=== Exercise directions ===
Retype every line of the entries below word for word, and leave the pictures out of your answer.

=== Data records ===

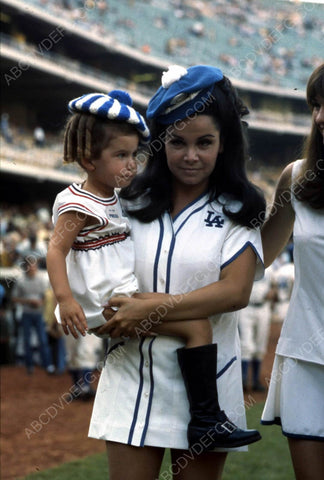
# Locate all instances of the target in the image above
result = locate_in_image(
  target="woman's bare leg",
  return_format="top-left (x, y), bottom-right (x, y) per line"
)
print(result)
top-left (168, 450), bottom-right (227, 480)
top-left (288, 438), bottom-right (324, 480)
top-left (152, 318), bottom-right (213, 348)
top-left (106, 442), bottom-right (164, 480)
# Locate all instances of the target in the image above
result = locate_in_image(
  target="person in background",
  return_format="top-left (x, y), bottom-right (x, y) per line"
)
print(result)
top-left (239, 267), bottom-right (277, 392)
top-left (44, 288), bottom-right (66, 375)
top-left (261, 64), bottom-right (324, 480)
top-left (12, 259), bottom-right (55, 374)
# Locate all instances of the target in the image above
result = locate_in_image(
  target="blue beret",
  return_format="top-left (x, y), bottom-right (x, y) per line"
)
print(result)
top-left (68, 90), bottom-right (150, 144)
top-left (146, 65), bottom-right (223, 124)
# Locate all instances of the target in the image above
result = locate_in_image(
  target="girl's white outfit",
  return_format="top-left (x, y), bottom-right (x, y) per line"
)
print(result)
top-left (53, 184), bottom-right (138, 328)
top-left (89, 195), bottom-right (263, 450)
top-left (261, 160), bottom-right (324, 441)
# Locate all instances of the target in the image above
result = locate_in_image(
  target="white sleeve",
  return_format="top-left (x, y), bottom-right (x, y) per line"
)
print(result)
top-left (221, 225), bottom-right (264, 280)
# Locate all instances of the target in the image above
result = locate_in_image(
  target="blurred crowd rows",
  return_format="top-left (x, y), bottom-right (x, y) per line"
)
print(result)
top-left (29, 0), bottom-right (324, 89)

=== Completed exercise ===
# Locate all instances of the target in the image above
result = locate_in_image(
  target="woman's bare leg",
  return_format="top-left (x, y), bottom-right (x, y) per line"
)
print(result)
top-left (168, 450), bottom-right (227, 480)
top-left (288, 438), bottom-right (324, 480)
top-left (152, 318), bottom-right (213, 348)
top-left (106, 442), bottom-right (164, 480)
# Locate all instances of the target in the image above
result = locate_in_image(
  target="person in background",
  return_format="top-left (x, y), bottom-right (x, y) per line"
)
print(result)
top-left (239, 267), bottom-right (277, 392)
top-left (44, 288), bottom-right (66, 375)
top-left (261, 64), bottom-right (324, 480)
top-left (12, 259), bottom-right (55, 374)
# Locate all instances of the target in the image above
result = locate_in_image(
  target="blue beret",
  return_format="top-left (x, y), bottom-right (x, y) per line"
)
print(result)
top-left (68, 90), bottom-right (150, 144)
top-left (146, 65), bottom-right (223, 124)
# Locate all instances of the target in the image above
result = locate_in_image(
  target="girl's white outfit",
  return_format="top-left (x, y), bottom-right (x, y) per line"
)
print(result)
top-left (53, 184), bottom-right (138, 328)
top-left (89, 195), bottom-right (263, 450)
top-left (261, 160), bottom-right (324, 441)
# Locate all instances of the target in the image above
result = locate_in_image(
  target="white sleeve",
  return_format="top-left (x, y), bottom-right (x, y) per line"
)
print(result)
top-left (221, 225), bottom-right (264, 280)
# Locate all instances of the target in the image above
result = locate_in_image(
  target="blurred crowd rows",
  return_format="top-left (x, y), bottom-right (x, y) per line"
)
print(result)
top-left (29, 0), bottom-right (324, 89)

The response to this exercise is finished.